● Instrucciones y requisitos: Sustituye "pixel coordinates" por "image coordinates" en todos los datos siguientes y reprodúcelos sin ningún otro cambio.

++++ Lista de datos

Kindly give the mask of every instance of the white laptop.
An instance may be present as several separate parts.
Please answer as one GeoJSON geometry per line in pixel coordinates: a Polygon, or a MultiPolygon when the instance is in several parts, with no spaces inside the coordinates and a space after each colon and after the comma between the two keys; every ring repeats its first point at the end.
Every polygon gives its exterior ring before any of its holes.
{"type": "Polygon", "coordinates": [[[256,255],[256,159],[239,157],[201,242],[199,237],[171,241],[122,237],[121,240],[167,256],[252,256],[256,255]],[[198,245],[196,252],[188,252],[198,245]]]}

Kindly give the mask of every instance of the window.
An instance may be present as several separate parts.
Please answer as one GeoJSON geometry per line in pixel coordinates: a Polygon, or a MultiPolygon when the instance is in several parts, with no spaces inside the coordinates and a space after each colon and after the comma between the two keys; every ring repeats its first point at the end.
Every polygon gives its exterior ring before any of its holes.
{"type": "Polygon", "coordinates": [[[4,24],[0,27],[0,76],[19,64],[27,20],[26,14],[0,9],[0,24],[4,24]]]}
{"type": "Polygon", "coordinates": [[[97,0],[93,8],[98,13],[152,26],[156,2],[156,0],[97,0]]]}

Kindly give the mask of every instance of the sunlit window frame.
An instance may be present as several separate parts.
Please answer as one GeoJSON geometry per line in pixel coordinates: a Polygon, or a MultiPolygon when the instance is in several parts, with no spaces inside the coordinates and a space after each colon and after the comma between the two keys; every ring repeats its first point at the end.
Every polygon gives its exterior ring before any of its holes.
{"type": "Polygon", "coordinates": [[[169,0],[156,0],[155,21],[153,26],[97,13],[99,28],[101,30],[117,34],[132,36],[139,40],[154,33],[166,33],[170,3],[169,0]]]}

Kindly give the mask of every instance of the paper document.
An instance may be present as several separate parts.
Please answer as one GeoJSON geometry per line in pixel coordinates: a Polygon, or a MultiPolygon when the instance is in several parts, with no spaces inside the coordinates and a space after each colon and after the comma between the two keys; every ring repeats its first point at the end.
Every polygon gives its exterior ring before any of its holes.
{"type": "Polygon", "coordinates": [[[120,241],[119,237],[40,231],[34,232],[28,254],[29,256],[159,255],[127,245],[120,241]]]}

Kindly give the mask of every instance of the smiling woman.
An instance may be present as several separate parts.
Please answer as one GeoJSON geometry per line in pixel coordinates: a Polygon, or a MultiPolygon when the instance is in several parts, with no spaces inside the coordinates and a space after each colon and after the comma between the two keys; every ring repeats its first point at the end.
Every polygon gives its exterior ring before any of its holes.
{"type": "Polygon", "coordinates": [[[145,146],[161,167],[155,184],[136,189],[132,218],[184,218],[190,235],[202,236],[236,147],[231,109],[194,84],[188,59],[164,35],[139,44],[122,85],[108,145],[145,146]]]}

++++++++

● Respuesta correcta:
Kindly give the mask of every instance of the white laptop.
An instance may be present as several separate parts.
Please answer as one GeoJSON geometry per line in image coordinates: a Polygon, or a MultiPolygon when the instance is in several parts, with no spaces inside the coordinates and a space after each colon and after the comma between the two keys; every ring repeats its first point at the end.
Every polygon gives its exterior ring before any of its holes.
{"type": "Polygon", "coordinates": [[[256,255],[256,159],[239,157],[201,242],[199,237],[171,241],[122,237],[121,240],[167,256],[252,256],[256,255]],[[198,245],[196,252],[188,252],[198,245]]]}

Kindly give the mask of every instance of the window.
An instance may be present as several separate parts.
Please answer as one GeoJSON geometry per line in image coordinates: a Polygon, or a MultiPolygon when the instance is in several parts, with no spaces inside the coordinates and a space after each colon and after the comma between the two keys; every ring repeats its first point at the end.
Every polygon gives its exterior ring before any of its holes.
{"type": "Polygon", "coordinates": [[[4,24],[0,27],[0,76],[19,64],[27,20],[26,14],[0,9],[0,24],[4,24]]]}
{"type": "Polygon", "coordinates": [[[97,0],[93,8],[98,13],[152,26],[156,2],[156,0],[97,0]]]}

Kindly give the mask of every instance of the sunlit window frame.
An instance may be present as several separate parts.
Please answer as one GeoJSON geometry per line in image coordinates: a Polygon, or a MultiPolygon when the instance is in several parts, with no spaces inside the coordinates and a space after each colon and after the comma between the two keys; every ring repeats its first point at the end.
Every polygon gives its exterior ring before any of its holes.
{"type": "Polygon", "coordinates": [[[169,0],[156,0],[155,21],[153,26],[97,13],[99,28],[101,30],[117,34],[132,36],[139,40],[154,33],[166,33],[170,3],[169,0]]]}

Kindly give the mask of every instance of the paper document.
An instance may be present as several separate parts.
Please answer as one GeoJSON geometry per line in image coordinates: a Polygon, or a MultiPolygon when the instance is in several parts, with no spaces inside the coordinates and a space after each colon and after the comma between the two keys; every ring repeats its first point at the end.
Every polygon gives its exterior ring before any of its holes.
{"type": "Polygon", "coordinates": [[[120,241],[119,237],[40,231],[34,232],[28,254],[29,256],[159,255],[127,245],[120,241]]]}

Kindly give the mask of every instance of the smiling woman.
An instance may be present as several separate parts.
Please answer as one GeoJSON geometry per line in image coordinates: a Polygon, or a MultiPolygon when the instance is in several parts, with no spaces inside the coordinates and a space after each colon and after the comma between the two keys; every ring repeats its first point at the end.
Every polygon gives its exterior ring before any of its holes.
{"type": "Polygon", "coordinates": [[[145,146],[161,167],[155,184],[136,189],[132,218],[184,218],[190,235],[202,236],[236,147],[231,109],[194,84],[188,59],[164,35],[139,44],[122,85],[108,145],[145,146]]]}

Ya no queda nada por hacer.